WRITTEN TASK 1:
In the comments about Glenn Burke, which team did Lasorda trade Burke to?

Nice article. However what is missing from your background on Lasorda is any mention of Glenn Burke, who was the first openly gay MLB player, of only two to have come out. In addition to this, Burke also started the tradition of high-fiving players after a home run, introducing the gesture into popular culture.

When Burke was playing for the LA Dodgers, the homophobic Lasorda traded him to the Oakland Athletics after Burke refused to engage in a lavender wedding.

I bring this up, as I am president of the Pflag Oneonta/Otsego chapter (where the Baseball Hall of Fame is located) and we are currently petitioning to have the Baseball Hall of Fame to honor the legacy of Glenn Burke.

The petition can be viewed here:
http://www.change.org/petitions/honor-the-legacy-of-glenn-burke-the-first-openly-gay-mlb-player
Thank you,
-Jeremy Redlien

Yes, it is hard to discuss the Dodgers and Lasorda, Sr. and that era and not mention Glenn Burke. For those who don't follow baseball, there's a documentary about that (mostly) out baseball player, reviewed here by OutSports. Burke's sudden trade to Oakland was supposedly hastened by the fact that he had taken to hanging out with Tommy, Jr.

Thanks for reviewing this video, Karen. It is evidence that things do change, although never enough or quickly enough. I prefer to watch major league baseball on the tube, not at the park, due to the still inevitable drunken taunts of "fag" this and "homo" that hurled at the players from the stands. And that, frequently, is from the HOME team fans directed at their own team's under-performing players.

WRITTEN TASK 2:
Please pick out every line of the listing below that contains the string "positive", matching case exactly.

GIVEN RECORDS:

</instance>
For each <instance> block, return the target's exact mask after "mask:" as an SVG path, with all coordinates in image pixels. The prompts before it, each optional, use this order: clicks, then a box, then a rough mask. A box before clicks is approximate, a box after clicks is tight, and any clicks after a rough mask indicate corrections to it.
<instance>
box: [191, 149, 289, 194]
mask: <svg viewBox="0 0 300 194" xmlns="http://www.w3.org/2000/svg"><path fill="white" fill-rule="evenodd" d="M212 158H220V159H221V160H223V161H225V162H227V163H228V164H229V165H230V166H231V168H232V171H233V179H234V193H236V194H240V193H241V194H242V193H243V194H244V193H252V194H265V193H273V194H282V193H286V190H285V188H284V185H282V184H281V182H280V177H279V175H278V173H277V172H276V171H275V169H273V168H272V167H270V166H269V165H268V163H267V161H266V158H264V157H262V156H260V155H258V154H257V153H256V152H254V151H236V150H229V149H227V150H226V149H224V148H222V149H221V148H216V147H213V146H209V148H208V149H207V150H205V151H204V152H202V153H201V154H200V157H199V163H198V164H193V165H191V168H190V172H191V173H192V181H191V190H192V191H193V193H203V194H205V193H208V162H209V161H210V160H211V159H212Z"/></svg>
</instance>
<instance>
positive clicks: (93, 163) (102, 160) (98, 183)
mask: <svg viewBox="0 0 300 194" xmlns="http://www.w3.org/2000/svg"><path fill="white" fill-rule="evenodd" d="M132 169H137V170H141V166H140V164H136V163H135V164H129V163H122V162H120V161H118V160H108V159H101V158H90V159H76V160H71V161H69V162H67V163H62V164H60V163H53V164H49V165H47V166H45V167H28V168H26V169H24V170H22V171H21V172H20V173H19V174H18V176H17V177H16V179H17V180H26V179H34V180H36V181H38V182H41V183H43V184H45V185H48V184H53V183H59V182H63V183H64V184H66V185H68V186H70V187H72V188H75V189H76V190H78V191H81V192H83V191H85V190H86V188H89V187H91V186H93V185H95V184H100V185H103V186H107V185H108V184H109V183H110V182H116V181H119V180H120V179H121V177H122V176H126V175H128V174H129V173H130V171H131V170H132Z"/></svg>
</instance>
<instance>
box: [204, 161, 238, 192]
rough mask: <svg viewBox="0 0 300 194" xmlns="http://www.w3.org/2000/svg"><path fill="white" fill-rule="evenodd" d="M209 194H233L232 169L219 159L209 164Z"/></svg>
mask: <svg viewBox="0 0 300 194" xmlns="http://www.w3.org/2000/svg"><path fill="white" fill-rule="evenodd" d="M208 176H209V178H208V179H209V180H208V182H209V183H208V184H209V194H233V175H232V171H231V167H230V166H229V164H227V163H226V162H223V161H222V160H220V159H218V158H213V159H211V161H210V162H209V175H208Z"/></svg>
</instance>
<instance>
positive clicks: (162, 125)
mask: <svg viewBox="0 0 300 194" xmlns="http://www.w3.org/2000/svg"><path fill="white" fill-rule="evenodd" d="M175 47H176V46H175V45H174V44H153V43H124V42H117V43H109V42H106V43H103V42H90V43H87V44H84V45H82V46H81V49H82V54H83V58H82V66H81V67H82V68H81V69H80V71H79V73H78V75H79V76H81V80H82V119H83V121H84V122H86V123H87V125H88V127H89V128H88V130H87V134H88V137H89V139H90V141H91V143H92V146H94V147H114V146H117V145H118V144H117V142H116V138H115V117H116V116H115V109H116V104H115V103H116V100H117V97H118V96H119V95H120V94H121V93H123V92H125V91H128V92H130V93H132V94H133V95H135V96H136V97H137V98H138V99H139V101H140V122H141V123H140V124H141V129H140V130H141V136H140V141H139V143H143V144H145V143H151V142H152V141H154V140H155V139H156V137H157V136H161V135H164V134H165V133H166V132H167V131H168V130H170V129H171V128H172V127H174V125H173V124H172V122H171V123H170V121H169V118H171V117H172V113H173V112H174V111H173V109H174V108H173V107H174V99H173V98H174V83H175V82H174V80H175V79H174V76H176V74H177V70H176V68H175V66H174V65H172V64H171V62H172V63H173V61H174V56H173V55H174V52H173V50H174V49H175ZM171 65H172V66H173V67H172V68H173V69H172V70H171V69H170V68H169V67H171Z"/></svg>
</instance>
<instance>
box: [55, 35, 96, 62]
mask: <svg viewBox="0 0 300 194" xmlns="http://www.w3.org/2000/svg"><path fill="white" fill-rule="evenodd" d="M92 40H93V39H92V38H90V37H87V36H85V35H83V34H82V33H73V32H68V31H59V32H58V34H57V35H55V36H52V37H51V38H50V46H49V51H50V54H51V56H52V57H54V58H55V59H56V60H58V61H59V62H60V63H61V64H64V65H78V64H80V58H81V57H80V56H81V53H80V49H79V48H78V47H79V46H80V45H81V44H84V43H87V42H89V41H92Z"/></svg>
* * *
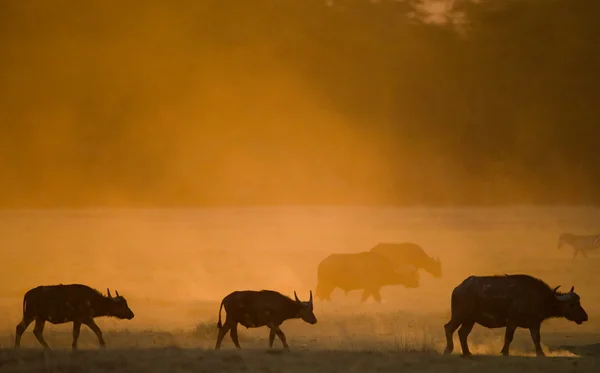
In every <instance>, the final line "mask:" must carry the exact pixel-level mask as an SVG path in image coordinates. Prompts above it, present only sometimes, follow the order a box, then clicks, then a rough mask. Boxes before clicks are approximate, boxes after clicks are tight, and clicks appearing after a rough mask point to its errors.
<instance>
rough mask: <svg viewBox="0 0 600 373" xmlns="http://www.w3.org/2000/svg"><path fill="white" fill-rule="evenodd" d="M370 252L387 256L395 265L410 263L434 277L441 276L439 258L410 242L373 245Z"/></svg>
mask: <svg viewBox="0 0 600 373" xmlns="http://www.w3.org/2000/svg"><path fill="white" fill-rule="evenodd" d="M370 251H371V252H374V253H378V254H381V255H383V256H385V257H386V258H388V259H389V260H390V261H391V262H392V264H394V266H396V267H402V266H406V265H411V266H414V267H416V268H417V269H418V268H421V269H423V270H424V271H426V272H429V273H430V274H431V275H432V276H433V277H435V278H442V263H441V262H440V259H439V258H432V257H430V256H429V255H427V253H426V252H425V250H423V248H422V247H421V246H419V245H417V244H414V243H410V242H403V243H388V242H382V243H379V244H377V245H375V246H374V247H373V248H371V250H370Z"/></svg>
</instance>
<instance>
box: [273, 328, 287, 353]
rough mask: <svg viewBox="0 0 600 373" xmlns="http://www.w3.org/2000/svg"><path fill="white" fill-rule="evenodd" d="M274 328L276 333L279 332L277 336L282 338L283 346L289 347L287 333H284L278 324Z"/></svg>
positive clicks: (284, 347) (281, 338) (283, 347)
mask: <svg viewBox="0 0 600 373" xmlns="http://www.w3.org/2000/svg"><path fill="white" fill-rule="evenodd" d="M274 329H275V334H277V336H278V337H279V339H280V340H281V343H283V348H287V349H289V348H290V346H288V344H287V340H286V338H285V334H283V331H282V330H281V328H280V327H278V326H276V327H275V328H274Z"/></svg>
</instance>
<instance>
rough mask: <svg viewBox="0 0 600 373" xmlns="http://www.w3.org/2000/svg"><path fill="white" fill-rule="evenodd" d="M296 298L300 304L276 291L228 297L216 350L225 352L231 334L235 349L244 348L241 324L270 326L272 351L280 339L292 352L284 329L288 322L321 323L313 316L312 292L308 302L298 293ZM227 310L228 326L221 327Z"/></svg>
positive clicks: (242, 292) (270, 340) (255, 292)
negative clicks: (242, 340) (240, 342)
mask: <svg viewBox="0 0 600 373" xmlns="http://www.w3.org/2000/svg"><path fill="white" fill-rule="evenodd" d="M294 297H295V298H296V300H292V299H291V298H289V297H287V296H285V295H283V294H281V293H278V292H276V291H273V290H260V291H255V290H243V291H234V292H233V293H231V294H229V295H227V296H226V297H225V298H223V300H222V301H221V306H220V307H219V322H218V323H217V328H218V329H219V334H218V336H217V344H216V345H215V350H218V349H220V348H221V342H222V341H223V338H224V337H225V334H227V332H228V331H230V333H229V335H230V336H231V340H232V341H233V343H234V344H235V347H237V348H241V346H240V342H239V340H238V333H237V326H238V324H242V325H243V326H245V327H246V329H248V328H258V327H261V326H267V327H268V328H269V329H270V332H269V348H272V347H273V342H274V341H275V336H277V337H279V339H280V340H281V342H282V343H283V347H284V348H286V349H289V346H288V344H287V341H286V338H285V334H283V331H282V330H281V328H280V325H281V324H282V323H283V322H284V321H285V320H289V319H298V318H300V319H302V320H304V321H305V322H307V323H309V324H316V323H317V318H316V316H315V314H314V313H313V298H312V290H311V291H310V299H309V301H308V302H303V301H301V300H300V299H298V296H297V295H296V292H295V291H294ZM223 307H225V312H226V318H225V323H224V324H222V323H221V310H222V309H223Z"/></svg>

ANSWER AREA 1:
The Oakland Athletics.

ANSWER AREA 2:
positive clicks: (93, 163) (102, 160) (98, 183)
positive clicks: (162, 125)
positive clicks: (284, 347) (281, 338) (283, 347)
positive clicks: (242, 292) (270, 340) (255, 292)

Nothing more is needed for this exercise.